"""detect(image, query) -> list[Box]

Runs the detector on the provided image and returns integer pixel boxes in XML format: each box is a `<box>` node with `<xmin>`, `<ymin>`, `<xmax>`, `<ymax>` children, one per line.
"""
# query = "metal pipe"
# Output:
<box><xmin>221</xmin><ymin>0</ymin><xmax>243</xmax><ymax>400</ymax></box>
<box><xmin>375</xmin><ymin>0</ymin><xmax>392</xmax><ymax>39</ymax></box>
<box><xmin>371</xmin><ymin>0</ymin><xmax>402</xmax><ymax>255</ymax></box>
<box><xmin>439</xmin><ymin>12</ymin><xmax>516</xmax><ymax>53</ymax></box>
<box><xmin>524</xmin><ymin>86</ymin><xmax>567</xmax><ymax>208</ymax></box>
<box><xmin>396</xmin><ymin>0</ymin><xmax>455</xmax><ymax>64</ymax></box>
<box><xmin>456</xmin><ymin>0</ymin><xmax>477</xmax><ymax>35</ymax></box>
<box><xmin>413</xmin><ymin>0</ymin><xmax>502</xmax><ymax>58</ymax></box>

_INSTRUCTIONS FOR THE TASK:_ Return the whole listing exactly.

_IN RESPONSE:_
"""detect(image, query) -> list[Box]

Runs the detector on the provided image and returns integer pixel boxes in XML format: each box is a `<box>` node with `<xmin>`, `<ymin>`, `<xmax>`, `<ymax>` children, one per line.
"""
# query = "metal pipe"
# Output:
<box><xmin>221</xmin><ymin>0</ymin><xmax>243</xmax><ymax>400</ymax></box>
<box><xmin>375</xmin><ymin>0</ymin><xmax>392</xmax><ymax>39</ymax></box>
<box><xmin>371</xmin><ymin>0</ymin><xmax>402</xmax><ymax>255</ymax></box>
<box><xmin>439</xmin><ymin>12</ymin><xmax>516</xmax><ymax>53</ymax></box>
<box><xmin>524</xmin><ymin>86</ymin><xmax>567</xmax><ymax>208</ymax></box>
<box><xmin>396</xmin><ymin>0</ymin><xmax>455</xmax><ymax>64</ymax></box>
<box><xmin>456</xmin><ymin>0</ymin><xmax>477</xmax><ymax>35</ymax></box>
<box><xmin>413</xmin><ymin>0</ymin><xmax>502</xmax><ymax>58</ymax></box>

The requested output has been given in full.